### TASK INPUTS ###

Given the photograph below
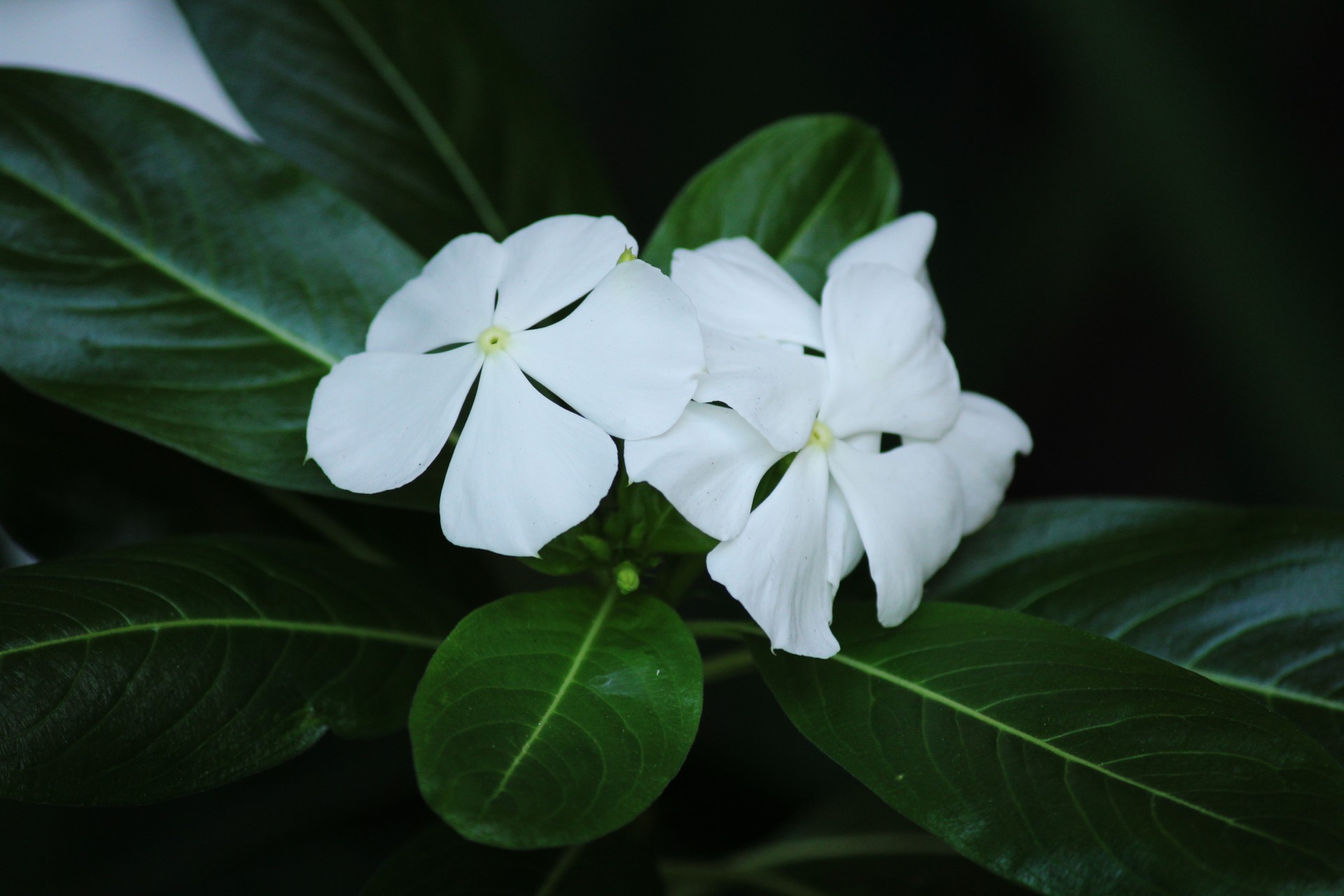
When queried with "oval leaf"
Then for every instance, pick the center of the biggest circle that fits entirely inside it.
(421, 112)
(803, 188)
(159, 671)
(1253, 599)
(555, 718)
(438, 862)
(163, 276)
(1069, 762)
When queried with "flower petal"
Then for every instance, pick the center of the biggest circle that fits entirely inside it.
(888, 370)
(628, 358)
(741, 290)
(524, 469)
(555, 262)
(707, 465)
(452, 300)
(983, 445)
(774, 386)
(844, 547)
(905, 245)
(381, 418)
(907, 507)
(777, 567)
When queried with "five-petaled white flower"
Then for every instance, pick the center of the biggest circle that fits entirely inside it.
(524, 469)
(885, 370)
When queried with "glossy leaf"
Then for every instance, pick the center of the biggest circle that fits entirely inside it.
(555, 718)
(159, 671)
(160, 274)
(803, 188)
(1069, 762)
(1253, 599)
(438, 862)
(422, 112)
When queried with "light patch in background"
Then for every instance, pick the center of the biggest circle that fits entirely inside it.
(139, 43)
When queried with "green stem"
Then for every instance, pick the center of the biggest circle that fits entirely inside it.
(320, 522)
(840, 846)
(727, 665)
(723, 629)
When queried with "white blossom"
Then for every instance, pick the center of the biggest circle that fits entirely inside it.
(524, 469)
(876, 365)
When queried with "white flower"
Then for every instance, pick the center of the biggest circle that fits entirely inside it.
(524, 468)
(885, 370)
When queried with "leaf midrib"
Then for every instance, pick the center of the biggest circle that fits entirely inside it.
(198, 288)
(571, 673)
(444, 146)
(363, 633)
(1069, 758)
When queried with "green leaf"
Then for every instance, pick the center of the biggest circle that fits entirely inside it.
(159, 671)
(163, 276)
(438, 862)
(803, 188)
(1253, 599)
(1069, 762)
(422, 112)
(555, 718)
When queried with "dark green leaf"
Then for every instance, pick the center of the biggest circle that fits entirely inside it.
(158, 671)
(1069, 762)
(420, 111)
(803, 188)
(554, 718)
(438, 862)
(1253, 599)
(169, 279)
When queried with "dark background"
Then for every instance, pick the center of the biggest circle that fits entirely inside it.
(1139, 251)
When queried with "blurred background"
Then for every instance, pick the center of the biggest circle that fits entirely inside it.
(1139, 251)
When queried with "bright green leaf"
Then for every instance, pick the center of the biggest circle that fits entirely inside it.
(422, 112)
(803, 188)
(1068, 762)
(438, 862)
(1253, 599)
(163, 276)
(159, 671)
(555, 718)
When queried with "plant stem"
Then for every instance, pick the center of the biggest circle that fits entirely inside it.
(692, 879)
(320, 522)
(724, 629)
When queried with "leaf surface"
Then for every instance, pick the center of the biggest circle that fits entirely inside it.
(159, 671)
(554, 718)
(1069, 762)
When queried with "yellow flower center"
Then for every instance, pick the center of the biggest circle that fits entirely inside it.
(822, 435)
(492, 339)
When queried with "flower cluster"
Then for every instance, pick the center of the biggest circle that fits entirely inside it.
(713, 378)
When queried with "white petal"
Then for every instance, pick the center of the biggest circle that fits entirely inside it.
(844, 547)
(888, 370)
(381, 418)
(983, 447)
(739, 289)
(707, 465)
(139, 43)
(774, 386)
(524, 469)
(905, 245)
(777, 567)
(555, 262)
(628, 358)
(907, 507)
(452, 300)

###

■ EXERCISE OBJECTIVE: Whenever a line in the records contains the word "leaf", copy that line.

■ PROBLEM SOLUTION:
When queried with "oval leaf"
When queried with "glossy leaf"
When queried with "leaf midrib"
When queried with "green leaf"
When queried with "dark green leaf"
When queried with "bright green leaf"
When queried with "leaf surface"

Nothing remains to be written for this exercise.